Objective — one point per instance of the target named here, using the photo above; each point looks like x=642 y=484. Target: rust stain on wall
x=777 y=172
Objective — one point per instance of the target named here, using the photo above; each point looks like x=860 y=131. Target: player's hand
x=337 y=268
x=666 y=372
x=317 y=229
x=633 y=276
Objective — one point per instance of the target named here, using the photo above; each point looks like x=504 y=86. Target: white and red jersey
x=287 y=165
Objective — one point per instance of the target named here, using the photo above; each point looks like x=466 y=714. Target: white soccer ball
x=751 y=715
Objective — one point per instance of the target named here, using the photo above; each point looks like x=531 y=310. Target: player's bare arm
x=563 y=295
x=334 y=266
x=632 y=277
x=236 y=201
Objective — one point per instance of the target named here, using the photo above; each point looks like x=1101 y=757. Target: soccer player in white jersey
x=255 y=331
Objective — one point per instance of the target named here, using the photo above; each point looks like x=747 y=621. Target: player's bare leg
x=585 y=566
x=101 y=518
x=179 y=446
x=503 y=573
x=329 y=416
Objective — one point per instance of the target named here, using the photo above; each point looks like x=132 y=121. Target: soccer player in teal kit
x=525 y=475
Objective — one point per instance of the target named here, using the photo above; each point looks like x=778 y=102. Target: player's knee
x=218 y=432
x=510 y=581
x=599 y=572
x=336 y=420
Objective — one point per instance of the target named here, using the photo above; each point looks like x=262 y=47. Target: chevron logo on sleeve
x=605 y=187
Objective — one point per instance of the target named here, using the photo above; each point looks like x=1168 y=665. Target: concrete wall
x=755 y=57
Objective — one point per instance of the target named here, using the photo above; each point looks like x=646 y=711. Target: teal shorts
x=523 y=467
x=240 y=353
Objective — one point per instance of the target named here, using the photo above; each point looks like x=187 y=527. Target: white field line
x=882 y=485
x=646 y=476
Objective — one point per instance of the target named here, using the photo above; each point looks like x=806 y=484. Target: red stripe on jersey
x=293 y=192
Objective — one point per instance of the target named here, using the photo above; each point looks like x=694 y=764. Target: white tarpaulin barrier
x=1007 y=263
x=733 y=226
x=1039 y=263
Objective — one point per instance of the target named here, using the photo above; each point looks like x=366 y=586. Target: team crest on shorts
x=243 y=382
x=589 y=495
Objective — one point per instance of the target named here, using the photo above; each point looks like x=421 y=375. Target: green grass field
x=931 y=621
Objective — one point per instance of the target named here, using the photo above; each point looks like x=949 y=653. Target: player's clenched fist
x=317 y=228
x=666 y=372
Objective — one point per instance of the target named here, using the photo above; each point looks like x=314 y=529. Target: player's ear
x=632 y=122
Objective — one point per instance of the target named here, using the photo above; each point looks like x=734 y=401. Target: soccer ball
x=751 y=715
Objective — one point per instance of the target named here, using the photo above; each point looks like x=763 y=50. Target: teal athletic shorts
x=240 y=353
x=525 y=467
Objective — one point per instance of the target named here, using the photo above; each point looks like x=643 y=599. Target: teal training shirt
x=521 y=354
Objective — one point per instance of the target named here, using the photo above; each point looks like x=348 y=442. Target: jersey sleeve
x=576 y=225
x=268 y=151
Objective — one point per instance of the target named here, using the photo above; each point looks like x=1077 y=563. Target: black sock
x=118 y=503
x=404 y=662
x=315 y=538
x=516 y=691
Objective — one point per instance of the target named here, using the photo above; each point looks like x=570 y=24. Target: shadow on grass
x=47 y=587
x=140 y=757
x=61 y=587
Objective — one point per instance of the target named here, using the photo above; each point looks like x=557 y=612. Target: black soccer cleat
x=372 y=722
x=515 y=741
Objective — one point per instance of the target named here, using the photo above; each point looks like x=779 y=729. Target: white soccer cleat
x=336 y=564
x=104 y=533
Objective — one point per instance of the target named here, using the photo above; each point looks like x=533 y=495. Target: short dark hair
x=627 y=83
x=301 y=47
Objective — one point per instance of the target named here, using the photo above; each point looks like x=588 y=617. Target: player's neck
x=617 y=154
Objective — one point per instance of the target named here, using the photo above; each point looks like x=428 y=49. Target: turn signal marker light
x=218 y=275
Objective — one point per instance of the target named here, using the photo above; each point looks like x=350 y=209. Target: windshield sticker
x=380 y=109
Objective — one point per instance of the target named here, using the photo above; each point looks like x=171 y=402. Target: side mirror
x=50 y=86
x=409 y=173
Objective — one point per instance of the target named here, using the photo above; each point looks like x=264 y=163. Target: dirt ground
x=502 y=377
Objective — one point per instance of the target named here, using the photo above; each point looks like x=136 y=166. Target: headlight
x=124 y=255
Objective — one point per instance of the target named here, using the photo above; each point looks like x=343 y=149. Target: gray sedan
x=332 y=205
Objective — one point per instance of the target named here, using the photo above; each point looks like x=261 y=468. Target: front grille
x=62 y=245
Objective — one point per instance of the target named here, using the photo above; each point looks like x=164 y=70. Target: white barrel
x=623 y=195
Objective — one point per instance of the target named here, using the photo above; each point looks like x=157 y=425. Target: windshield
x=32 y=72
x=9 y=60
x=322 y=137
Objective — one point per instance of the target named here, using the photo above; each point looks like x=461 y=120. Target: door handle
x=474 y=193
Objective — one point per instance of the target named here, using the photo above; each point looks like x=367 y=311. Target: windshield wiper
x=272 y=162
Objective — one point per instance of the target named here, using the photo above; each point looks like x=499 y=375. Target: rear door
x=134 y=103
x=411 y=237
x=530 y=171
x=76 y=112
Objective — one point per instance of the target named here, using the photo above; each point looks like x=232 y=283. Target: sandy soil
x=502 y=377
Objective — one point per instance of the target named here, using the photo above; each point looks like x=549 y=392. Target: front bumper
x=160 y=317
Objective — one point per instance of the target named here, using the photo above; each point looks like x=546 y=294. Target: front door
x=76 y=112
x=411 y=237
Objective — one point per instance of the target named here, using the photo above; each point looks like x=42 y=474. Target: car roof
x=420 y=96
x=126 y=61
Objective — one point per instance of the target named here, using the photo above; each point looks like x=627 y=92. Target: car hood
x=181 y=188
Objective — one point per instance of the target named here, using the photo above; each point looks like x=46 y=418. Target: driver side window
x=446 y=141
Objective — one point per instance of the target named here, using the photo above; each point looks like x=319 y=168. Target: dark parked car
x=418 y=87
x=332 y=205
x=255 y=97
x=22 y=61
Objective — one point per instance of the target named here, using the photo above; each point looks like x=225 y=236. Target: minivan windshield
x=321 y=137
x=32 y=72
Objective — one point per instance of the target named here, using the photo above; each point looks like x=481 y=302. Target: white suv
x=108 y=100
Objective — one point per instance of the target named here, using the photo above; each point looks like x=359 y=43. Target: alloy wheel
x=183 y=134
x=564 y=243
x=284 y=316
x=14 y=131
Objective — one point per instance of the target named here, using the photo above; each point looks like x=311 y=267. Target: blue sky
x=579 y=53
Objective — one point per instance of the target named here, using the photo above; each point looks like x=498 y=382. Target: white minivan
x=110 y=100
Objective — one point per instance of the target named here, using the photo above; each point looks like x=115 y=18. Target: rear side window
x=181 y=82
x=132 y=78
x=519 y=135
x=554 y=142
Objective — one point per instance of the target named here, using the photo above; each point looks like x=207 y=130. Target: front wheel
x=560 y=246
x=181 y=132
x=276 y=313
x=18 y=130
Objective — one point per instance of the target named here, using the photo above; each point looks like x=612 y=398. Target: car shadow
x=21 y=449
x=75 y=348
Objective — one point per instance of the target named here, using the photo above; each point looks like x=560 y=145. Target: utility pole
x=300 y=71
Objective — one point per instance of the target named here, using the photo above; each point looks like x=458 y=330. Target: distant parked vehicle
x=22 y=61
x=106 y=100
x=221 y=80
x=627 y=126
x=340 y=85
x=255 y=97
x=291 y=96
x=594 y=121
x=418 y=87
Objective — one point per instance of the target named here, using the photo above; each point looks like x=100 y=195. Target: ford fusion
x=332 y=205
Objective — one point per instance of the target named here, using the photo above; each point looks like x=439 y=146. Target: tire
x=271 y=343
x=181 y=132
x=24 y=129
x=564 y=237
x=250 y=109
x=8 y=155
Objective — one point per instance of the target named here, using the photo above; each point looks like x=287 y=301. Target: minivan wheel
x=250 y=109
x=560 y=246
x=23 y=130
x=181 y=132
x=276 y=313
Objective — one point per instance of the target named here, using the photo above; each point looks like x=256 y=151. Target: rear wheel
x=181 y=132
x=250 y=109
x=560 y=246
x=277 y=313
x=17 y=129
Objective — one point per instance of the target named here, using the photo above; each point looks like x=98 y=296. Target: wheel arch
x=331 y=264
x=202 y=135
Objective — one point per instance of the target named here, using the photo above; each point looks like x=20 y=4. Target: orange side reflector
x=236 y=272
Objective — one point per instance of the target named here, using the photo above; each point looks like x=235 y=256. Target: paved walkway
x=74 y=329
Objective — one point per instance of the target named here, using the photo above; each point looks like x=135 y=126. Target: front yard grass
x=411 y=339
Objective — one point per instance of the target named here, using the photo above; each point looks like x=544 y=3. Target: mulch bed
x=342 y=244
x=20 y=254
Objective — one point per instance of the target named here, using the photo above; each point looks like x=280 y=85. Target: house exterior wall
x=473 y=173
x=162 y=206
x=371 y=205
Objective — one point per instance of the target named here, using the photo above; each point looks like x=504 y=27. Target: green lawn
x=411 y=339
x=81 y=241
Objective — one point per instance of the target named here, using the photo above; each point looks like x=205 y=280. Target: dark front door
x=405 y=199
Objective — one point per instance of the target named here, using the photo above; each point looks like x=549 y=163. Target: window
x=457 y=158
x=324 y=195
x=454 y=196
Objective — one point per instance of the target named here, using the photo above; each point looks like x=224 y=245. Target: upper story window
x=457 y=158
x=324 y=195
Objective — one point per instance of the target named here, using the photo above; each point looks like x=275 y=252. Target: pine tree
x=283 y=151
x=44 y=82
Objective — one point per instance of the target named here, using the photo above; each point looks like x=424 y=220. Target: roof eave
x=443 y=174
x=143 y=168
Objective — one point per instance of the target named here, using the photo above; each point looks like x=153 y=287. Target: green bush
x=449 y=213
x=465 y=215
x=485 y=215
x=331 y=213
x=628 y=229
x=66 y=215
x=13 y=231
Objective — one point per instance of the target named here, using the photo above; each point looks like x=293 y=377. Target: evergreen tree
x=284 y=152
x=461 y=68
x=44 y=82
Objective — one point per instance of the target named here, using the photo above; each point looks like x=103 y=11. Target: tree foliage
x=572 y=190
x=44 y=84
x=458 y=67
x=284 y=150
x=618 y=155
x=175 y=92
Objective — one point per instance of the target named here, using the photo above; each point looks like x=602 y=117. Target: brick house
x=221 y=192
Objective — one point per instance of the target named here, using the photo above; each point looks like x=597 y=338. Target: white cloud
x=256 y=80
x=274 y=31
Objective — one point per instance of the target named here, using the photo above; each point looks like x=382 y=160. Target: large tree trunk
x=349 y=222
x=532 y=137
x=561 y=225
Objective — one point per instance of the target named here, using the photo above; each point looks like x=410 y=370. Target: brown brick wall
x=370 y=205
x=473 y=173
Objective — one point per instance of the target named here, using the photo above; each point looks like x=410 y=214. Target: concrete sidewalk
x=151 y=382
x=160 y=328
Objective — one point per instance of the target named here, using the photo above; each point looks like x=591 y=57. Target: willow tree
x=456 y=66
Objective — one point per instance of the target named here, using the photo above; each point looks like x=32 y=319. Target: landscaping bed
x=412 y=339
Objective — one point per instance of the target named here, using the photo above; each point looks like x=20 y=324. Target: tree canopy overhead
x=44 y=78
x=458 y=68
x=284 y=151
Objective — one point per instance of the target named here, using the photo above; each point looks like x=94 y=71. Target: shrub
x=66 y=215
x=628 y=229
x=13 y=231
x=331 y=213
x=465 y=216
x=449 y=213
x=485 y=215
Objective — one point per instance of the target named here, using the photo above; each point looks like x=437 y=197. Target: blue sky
· · · · · · ·
→ TASK DESCRIPTION:
Change "jersey" to "shirt" throughout the entries, from the first entry through the line containing "x=605 y=187". Write out those lines again with nothing else altered.

→ THE OUTPUT:
Objective — one point per instance of the target named here, using the photo above; each point looks like x=642 y=484. Target: rust stain on wall
x=777 y=172
Objective — one point per instance of the target named here, using the photo above; each point looks like x=860 y=131. Target: player's hand
x=337 y=268
x=666 y=372
x=317 y=229
x=633 y=276
Objective — one point per instance of the target named here, using the photo above; each point looks like x=504 y=86. Target: white and red shirt
x=287 y=165
Objective — one point per instance of the target named here, using the photo above; each point looks like x=466 y=714. Target: white soccer ball
x=751 y=715
Objective — one point per instance of the target named here, using the photo above; each point looks like x=531 y=310. Target: player's bare arm
x=563 y=295
x=334 y=266
x=632 y=277
x=236 y=201
Objective — one point per instance of the target named here, using the photo above; each point looks like x=1101 y=757. Target: soccer player in white shirt
x=255 y=331
Objective — one point per instance of the target named here, using the photo above; each point looks like x=747 y=621. Target: player's bare leg
x=585 y=566
x=101 y=518
x=179 y=446
x=503 y=573
x=329 y=416
Objective — one point per instance of the target named here, using the photo above; each point looks like x=132 y=121. Target: soccer player in teal kit
x=525 y=475
Objective — one point per instance of the target named here, using the photo above; each point looks like x=778 y=102. Target: player's knee
x=218 y=432
x=510 y=581
x=599 y=572
x=336 y=420
Objective — one point per instance of the target named here, using the photo above; each point looks like x=262 y=47. Target: chevron logo on sleeve
x=605 y=187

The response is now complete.